─── Page ───

Understand the advantages and disadvantages of zero-hours contracts, recent UK legislative changes, and good practices to follow
Contracts of employment, by definition, are legally binding agreements between an employer and an employee. They consist of express terms written into the employment contract and implied terms which are not expressly stated. Although employment contracts are governed by contract law, there are many statutory rules which affect employment contracts too.
This factsheet focuses on the contract of service, rather than a contract for services which might apply to a subcontractor or freelance worker. The factsheet provides introductory guidance on employment contracts and examines the items included in the written statement of particulars and their legal context. It also provides advice on drafting or amending contracts and varying the contractual terms.
It’s essential that organisations follow the law, but it’s also good practice to ensure that both employers and employees understand the basis on which employment has been agreed. Having a well-drafted contract should enable this to happen. Employers should familiarise themselves on the relevant points of law, such as employee status, the rules governing written particulars, equal pay and the minimum wage, fixed-term and part-time work, flexible working, parental leave and working hours.
What is a contract of employment?
A contract of employment is a legally-binding agreement between an employer and employee. For the UK, the term is defined by the Employment Rights Act 1996 as a contract of service or apprenticeship. Employment contracts consist of a mixture of express and implied terms.
Express terms are those which are actually stated in writing or given verbally. Written express terms are not restricted to written employment contracts but can include a number of other documents, such as a staff handbook.
The terms must meet any minimum legal standards such as the right to paid holidays and the right to daily and weekly rest breaks.
Any employee who has been employed for one month or more has the statutory right to a written statement of particulars of employment. This is covered in more detail below.
Other terms are implied into contracts. This may happen because the term is:
- incorporated by collective agreements (agreements with trade unions recognised by the employer)
- incorporated by workforce agreements (for example, agreements with the whole workforce covering breaks)
- incorporated by statute
- incorporated into individual contracts by custom over a period of time
- so obvious that the term is assumed to have been impliedly agreed
- needed to give ’business efficacy’ to the contract (that is, to make the contract work properly).
Examples of terms that are implied into a contract of employment include:
- a duty of mutual trust and confidence between the employer and employee
- the employer’s duty to provide a safe system of work and safe workplace
- the right to receive at least the national minimum wage (implied by statute)
- the right to a minimum period of notice (implied by statute)
- equality relating to men and women’s pay (implied by statute).
As many terms as possible should be clearly set out in writing and given to the new employee before or when they start the job. This will help avoid uncertainty or dispute between the employer and the employee about the terms.
The legal position
A contract of employment is in many respects no different from any other contract that two parties might enter into. As such, it is governed by contract law, which means that there needs to be:
- an offer of employment by the employer, which should be clear and unambiguous and may be conditional
- acceptance of that offer by the employee
- consideration between the parties, for example the work done by the employee in return for the wages paid by the employer
- an intention to create a legally binding arrangement.
Our Terms and conditions of employment Q&As for CIPD members have more detail on contractual matters.
Types of contract
A contract of employment only applies where there is an employer/employee relationship. There's an important distinction between a contract of service, which is a contract of employment and a contract for services, which might apply to a subcontractor or freelance worker.
This factsheet focuses on the contract of service. Various tests are used to decide whether a person is an employee under such a contract, including:
- mutuality of obligation - does the employer have to provide work, and does the worker have to take work that is offered?

───

- Request A
Which act defines a contract of employment in the UK, according to the employment contracts factsheet?
- Request B
Please retype a passage from the employment contracts factsheet, beginning at the words "- incorporated by workforce" and stopping after "wage (implied by statute)".
- Request C
Extend the employment contracts factsheet from the point where it stops.

─── Data records ───

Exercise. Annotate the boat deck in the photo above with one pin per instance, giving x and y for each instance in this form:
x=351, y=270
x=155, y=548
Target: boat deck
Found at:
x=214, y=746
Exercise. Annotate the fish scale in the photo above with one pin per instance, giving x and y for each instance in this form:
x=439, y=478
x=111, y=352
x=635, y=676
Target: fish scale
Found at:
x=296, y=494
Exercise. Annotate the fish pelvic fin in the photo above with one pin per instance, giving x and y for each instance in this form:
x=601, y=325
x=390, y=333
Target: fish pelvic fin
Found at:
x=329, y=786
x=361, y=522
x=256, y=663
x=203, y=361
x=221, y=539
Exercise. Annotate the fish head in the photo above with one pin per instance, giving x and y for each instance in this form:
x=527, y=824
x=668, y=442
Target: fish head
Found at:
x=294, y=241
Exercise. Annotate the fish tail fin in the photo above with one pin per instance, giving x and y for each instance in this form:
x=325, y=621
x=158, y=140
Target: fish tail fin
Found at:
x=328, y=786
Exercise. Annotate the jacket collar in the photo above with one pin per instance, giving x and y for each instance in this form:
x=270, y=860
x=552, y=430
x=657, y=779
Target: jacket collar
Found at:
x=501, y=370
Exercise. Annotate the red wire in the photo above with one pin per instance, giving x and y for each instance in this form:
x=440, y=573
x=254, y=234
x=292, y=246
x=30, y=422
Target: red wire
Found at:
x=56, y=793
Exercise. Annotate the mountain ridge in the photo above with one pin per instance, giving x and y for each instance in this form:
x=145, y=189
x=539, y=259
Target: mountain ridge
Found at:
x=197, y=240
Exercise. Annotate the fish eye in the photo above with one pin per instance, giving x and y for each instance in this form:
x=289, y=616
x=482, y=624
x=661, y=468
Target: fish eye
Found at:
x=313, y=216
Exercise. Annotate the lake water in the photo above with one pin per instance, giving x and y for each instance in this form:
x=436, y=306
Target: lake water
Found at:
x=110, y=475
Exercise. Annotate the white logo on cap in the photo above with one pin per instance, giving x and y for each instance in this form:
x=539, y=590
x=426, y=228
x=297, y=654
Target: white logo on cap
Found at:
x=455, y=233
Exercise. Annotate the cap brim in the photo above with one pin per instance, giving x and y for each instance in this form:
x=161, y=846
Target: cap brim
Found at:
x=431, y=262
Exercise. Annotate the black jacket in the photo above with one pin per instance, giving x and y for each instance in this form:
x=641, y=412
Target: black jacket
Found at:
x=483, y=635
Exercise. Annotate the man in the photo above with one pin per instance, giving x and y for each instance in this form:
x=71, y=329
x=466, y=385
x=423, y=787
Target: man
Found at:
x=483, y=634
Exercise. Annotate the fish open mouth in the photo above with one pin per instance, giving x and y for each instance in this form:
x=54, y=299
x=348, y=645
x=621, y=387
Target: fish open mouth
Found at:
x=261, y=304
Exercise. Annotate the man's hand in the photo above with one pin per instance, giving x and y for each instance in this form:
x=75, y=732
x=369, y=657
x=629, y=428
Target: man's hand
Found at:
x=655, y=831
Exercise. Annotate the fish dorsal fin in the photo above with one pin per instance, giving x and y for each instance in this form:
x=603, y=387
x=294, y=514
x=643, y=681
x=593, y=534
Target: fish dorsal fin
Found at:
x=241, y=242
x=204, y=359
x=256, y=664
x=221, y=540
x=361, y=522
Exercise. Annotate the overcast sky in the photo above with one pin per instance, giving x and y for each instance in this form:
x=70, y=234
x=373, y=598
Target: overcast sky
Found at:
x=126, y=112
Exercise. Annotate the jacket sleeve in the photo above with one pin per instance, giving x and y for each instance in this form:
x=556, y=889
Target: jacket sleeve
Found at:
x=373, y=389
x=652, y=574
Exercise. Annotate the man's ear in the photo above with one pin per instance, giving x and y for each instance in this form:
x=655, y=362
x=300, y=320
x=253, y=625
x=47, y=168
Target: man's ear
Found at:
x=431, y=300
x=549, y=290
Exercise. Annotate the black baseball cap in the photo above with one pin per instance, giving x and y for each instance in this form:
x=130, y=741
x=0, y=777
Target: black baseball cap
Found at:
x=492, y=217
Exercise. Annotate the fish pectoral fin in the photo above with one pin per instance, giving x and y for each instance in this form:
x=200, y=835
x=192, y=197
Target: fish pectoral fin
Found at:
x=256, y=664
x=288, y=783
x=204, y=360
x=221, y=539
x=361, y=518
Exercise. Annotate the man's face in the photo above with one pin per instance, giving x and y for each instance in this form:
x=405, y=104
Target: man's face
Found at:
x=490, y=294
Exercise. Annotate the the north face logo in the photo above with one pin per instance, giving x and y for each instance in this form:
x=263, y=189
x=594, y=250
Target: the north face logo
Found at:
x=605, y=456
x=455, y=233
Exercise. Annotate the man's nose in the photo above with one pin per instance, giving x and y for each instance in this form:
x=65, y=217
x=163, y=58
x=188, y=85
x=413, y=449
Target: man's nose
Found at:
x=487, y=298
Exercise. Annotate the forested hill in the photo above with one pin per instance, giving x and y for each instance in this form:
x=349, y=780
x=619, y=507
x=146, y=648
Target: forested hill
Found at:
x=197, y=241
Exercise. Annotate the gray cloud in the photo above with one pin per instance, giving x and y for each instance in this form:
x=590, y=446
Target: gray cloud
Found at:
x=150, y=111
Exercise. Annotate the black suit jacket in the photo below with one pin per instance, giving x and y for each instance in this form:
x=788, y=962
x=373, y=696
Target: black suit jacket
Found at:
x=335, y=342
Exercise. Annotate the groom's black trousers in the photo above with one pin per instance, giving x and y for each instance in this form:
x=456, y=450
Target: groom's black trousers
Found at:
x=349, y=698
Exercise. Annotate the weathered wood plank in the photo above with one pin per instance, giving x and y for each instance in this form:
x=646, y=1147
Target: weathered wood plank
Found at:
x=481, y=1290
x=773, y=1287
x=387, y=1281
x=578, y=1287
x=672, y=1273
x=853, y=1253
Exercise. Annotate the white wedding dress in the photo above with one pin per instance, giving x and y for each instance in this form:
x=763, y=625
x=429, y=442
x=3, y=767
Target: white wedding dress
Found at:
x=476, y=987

───

- Final result A
The Employment Rights Act 1996.

- Final result B
- incorporated by workforce agreements (for example, agreements with the whole workforce covering breaks)
- incorporated by statute
- incorporated into individual contracts by custom over a period of time
- so obvious that the term is assumed to have been impliedly agreed
- needed to give ’business efficacy’ to the contract (that is, to make the contract work properly).
Examples of terms that are implied into a contract of employment include:
- a duty of mutual trust and confidence between the employer and employee
- the employer’s duty to provide a safe system of work and safe workplace
- the right to receive at least the national minimum wage (implied by statute)

- Final result C
- control - does the employer control how the worker does the work, and do the employer’s disciplinary procedures apply to the worker?
- integration - how far is the employee integrated into the employer’s organisation?
- multiple - looks at a number of factors including 'substitution' (that is, can the worker send another person to do work for the employer on their behalf?)
It's important that employers make the relationship clear at the outset, not least because employees have many more rights in law than non-employees.
There has been much public debate on zero-hours contracts. Zero-hours contract is not a legal term, but means a contract of employment in which there is no set minimum number of hours. Find out more in our zero-hours contracts facthseet.
Certain workers who are not employees may have some protection by legislation such as the Working Time Regulations 1998 and the National Minimum Wage Act 1998 which give rights to all workers who perform work personally, even though these people might not qualify for other protection given to employees. CIPD members can find out more in our Employee status law Q&As.
The written statement of particulars
The essential elements of the written statement of particulars of employment are set out in the Employment Rights Act 1996, as amended by the Employment Act 2002. Some information must be included in one document while other information can be delivered in instalments.
Items to be included in the main document:
- names of the employer and employee
- date when employment began
- date on which the employee’s continuous employment began
- scale or rate of remuneration or the method of calculating the remuneration
- intervals at which remuneration is paid, that is, weekly, monthly or other specified intervals
- terms and conditions relating to hours of work, including any terms and conditions relating to normal working hours
- terms and conditions relating to entitlement to holidays, including public holidays and holiday pay, in such a manner as to allow them to be precisely calculated
- job title or a brief description of the type of work the employee is employed to do
- place of work or an indication that an employee is required or permitted to work at various locations.
Items that can be provided in instalments:
- terms and conditions relating to incapacity for work due to sickness or injury, including any provision for sick pay
- terms and conditions relating to pensions and pension schemes
- length of notice the employee is required to give and receive to terminate the contract
- where the employment is not intended to be permanent, the length it is intended to last, or the end date if it is for a fixed term
- any collective agreements, which directly affect the terms and conditions of employment, including where the employer is not a party, the persons by whom they were made
- where the employee is required to work outside the UK for a period of one month or more, details of the time they are to work abroad, the currency they will be paid in, any additional remuneration payable and any benefits provided by reason of working outside the UK and any terms relating to the employee’s return to the UK. There's more on employees working overseas in our factsheet on international mobility.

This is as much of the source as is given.